-- AIM OF THE EXERCISE --
Gather every line from the items below that contains the word "stone", and copy each one in full.
===== DATA PROVIDED =====
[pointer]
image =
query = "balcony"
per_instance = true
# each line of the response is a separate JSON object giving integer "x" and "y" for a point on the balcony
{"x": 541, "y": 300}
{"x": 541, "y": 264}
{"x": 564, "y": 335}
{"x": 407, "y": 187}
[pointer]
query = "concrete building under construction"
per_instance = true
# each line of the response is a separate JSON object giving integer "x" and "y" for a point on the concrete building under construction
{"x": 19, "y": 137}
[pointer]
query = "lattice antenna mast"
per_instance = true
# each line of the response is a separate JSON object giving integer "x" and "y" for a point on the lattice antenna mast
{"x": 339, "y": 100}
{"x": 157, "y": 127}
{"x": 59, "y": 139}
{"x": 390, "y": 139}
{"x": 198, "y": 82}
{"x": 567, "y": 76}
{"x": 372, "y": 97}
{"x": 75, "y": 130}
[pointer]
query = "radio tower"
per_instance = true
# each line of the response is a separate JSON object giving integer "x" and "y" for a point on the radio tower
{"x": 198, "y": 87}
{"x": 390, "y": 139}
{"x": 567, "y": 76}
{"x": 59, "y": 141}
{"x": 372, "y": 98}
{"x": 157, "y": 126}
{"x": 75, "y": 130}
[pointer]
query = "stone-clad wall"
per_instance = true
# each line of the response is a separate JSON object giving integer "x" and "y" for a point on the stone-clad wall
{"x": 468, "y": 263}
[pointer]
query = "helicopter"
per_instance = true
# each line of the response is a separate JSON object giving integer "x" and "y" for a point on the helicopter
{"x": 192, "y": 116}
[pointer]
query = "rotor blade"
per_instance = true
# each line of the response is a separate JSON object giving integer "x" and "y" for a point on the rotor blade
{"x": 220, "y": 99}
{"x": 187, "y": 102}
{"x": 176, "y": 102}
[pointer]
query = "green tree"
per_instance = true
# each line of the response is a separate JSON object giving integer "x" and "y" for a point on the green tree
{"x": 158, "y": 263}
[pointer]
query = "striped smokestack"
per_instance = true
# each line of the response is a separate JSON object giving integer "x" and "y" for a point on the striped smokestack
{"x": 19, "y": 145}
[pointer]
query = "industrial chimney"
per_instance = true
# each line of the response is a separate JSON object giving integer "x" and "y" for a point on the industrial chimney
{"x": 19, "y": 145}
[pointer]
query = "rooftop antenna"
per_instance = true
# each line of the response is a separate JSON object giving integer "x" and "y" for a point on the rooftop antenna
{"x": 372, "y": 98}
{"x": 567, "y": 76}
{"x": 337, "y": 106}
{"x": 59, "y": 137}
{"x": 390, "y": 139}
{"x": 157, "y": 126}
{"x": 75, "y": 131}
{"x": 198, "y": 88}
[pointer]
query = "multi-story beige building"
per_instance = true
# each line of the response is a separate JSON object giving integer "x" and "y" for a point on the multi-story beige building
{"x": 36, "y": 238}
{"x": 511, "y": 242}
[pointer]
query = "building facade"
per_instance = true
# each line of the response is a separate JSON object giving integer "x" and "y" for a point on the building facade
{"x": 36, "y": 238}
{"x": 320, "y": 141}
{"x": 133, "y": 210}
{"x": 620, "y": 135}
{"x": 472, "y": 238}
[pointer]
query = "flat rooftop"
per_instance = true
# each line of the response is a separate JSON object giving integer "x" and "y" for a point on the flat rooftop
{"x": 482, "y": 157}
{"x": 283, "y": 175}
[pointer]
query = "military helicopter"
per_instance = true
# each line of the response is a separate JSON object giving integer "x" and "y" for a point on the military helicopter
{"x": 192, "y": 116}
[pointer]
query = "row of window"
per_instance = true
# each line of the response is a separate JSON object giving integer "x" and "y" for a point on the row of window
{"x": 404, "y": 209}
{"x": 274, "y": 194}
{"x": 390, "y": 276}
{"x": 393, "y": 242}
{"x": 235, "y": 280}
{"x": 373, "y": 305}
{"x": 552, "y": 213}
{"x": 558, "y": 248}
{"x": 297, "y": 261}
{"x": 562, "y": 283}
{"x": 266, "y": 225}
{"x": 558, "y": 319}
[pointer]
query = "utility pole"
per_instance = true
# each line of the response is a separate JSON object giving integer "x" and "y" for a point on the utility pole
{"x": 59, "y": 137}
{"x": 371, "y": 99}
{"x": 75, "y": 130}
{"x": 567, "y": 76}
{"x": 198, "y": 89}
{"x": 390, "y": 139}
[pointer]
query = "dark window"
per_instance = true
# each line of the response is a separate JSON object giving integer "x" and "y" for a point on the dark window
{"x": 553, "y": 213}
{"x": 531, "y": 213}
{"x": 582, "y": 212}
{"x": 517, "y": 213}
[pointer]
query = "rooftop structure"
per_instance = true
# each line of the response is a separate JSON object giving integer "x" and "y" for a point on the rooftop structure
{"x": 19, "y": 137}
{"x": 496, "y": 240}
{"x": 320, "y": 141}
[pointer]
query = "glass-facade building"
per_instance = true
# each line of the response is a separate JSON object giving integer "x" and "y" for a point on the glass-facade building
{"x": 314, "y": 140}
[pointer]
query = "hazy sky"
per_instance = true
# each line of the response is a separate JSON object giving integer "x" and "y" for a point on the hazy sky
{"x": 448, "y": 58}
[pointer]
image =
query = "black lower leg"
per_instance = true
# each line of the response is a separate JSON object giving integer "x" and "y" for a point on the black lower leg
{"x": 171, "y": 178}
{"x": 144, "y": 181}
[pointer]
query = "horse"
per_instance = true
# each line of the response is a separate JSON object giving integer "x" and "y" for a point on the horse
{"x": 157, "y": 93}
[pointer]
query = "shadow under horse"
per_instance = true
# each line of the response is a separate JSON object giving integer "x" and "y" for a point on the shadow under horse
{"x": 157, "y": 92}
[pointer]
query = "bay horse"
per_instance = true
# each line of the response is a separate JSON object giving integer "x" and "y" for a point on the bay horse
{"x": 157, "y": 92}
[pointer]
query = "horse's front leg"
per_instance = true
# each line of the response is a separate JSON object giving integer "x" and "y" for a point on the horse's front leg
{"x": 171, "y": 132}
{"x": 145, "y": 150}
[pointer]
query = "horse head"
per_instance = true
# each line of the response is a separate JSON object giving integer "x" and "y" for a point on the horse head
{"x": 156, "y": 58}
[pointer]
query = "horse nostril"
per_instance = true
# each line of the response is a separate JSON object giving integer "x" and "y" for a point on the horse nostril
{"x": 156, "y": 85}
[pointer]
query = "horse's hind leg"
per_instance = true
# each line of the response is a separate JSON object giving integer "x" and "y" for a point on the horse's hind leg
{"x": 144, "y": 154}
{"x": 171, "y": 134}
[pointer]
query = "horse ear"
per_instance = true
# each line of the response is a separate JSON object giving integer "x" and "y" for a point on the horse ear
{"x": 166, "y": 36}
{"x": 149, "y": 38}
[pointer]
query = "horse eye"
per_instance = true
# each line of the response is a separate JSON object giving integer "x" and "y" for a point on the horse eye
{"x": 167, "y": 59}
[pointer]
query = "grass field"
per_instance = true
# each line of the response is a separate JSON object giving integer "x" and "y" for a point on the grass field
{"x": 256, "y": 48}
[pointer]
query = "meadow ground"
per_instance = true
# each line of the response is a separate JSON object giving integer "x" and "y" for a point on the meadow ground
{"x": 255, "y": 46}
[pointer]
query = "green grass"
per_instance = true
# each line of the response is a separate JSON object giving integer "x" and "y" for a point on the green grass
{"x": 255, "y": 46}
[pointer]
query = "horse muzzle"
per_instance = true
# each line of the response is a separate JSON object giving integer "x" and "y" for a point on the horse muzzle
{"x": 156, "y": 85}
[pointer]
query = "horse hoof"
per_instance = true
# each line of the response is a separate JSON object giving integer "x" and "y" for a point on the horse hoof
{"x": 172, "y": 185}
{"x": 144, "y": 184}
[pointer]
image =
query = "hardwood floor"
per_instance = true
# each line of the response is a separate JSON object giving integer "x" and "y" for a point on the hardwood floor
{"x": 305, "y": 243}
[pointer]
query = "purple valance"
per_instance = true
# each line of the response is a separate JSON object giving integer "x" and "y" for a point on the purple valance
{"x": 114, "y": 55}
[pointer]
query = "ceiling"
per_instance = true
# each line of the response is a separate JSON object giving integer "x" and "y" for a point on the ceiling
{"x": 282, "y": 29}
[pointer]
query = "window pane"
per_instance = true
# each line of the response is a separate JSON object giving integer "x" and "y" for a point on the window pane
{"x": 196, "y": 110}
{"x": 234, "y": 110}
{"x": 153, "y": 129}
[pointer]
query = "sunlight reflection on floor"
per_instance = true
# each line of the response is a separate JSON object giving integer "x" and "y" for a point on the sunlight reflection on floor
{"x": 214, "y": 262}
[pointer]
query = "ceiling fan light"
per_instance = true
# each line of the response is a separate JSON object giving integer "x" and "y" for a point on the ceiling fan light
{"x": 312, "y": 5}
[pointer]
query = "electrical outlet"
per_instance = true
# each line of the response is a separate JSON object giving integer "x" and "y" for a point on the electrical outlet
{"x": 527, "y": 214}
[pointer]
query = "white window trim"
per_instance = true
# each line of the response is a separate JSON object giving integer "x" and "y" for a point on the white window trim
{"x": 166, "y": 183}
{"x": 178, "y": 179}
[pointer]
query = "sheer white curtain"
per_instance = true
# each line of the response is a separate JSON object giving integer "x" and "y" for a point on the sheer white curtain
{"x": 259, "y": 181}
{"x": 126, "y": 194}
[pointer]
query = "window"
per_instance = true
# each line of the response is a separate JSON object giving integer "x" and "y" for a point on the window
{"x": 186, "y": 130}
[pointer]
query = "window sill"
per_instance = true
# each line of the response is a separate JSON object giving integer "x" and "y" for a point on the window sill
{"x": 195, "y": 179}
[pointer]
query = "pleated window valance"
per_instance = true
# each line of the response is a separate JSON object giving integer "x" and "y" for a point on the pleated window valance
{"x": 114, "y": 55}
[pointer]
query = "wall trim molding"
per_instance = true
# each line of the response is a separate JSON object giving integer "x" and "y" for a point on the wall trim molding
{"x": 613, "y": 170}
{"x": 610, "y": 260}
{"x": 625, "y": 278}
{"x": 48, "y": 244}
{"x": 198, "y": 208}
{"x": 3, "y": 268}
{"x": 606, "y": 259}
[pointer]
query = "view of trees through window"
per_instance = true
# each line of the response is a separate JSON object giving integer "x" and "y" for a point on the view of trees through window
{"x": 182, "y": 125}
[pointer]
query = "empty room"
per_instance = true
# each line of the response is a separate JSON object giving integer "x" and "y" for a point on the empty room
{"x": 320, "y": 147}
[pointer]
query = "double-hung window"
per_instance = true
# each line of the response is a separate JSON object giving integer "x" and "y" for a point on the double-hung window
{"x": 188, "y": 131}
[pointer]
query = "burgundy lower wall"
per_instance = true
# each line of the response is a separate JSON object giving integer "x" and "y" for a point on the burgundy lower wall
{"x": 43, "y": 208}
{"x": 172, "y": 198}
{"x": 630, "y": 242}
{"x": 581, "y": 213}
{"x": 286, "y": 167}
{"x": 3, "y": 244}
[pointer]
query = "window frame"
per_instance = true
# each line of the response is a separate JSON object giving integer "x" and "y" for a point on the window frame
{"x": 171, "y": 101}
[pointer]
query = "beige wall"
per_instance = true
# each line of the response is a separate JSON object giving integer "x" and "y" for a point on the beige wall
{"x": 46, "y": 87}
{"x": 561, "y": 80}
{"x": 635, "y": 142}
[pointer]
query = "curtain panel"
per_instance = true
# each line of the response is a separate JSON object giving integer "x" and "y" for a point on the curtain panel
=====
-- EXERCISE RESPONSE --
query = "stone-clad wall"
# each line of the response is a separate JSON object giving integer "x" and "y" for a point on the stone-clad wall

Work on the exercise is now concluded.